# Work to be completed
Reproduce every one of the records below word for word, but omit the picture.

*** Supplied information ***

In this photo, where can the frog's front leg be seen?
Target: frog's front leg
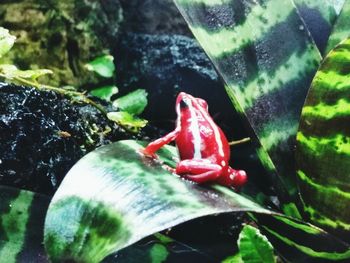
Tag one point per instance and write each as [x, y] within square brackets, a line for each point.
[159, 143]
[199, 171]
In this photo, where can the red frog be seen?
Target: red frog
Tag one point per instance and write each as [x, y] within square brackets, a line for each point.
[203, 147]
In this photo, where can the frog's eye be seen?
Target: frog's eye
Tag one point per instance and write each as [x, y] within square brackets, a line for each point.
[202, 103]
[183, 104]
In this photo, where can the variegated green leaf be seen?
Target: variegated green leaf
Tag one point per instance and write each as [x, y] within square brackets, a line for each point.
[302, 243]
[114, 196]
[267, 59]
[319, 17]
[22, 216]
[323, 145]
[341, 29]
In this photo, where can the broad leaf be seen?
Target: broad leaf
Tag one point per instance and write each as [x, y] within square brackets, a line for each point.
[114, 196]
[264, 53]
[134, 102]
[103, 66]
[22, 216]
[6, 41]
[323, 148]
[319, 17]
[302, 243]
[341, 29]
[105, 92]
[254, 247]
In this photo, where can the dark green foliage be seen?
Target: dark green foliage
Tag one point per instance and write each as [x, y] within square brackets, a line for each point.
[323, 148]
[267, 80]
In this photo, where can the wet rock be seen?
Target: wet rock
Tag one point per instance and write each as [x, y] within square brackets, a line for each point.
[60, 35]
[43, 135]
[164, 65]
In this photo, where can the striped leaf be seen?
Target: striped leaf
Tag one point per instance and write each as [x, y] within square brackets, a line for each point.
[114, 196]
[323, 145]
[319, 17]
[302, 243]
[267, 59]
[22, 216]
[341, 29]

***

# Answer to the task
In this photo, where can the frog's front leg be seen?
Target: frog's front leg
Tag one point per instance and write each as [x, y] within square brackets, a line for each point.
[159, 143]
[199, 171]
In this photo, where can the red frog be seen?
Target: red frog
Tag one point per instance and write each as [x, y] within square brackets, a line for each point.
[203, 147]
In this photo, where can the frog's eye be seen?
Target: frog's eye
Tag one point per instance and write each as [x, y] within square brackets, a line for each point.
[202, 103]
[183, 104]
In this photo, where can the variegated green leaf be seen?
Target: variegated green leaf
Tag one point per instance and write each as [x, y] within square brackets, a line for each point.
[302, 243]
[114, 196]
[267, 59]
[319, 17]
[22, 216]
[323, 145]
[341, 29]
In this photo, where can the broad leaf be seen?
Target: broad leaf
Tag one point per instance and write each as [x, y] within square brackets, a line for each point.
[114, 196]
[264, 53]
[134, 102]
[103, 66]
[22, 216]
[6, 41]
[323, 148]
[319, 17]
[302, 243]
[341, 29]
[105, 92]
[254, 247]
In this photo, where can the dark green foliage be seen?
Target: dark green foliage
Tag one point per instance and write each as [x, y] within square brackets, a line for each point.
[323, 148]
[267, 80]
In this photo, where can the wet rock be seen?
Target: wet rock
Tag one point per instance and write each as [x, y] within square brackets, a line for each point.
[60, 35]
[43, 135]
[164, 65]
In this photo, where can the striped leaf be seen?
Target: striped leaf
Tag one point per instance and write each as [x, y] within square brackets, a line for each point.
[114, 196]
[323, 145]
[319, 17]
[302, 243]
[267, 59]
[22, 216]
[341, 29]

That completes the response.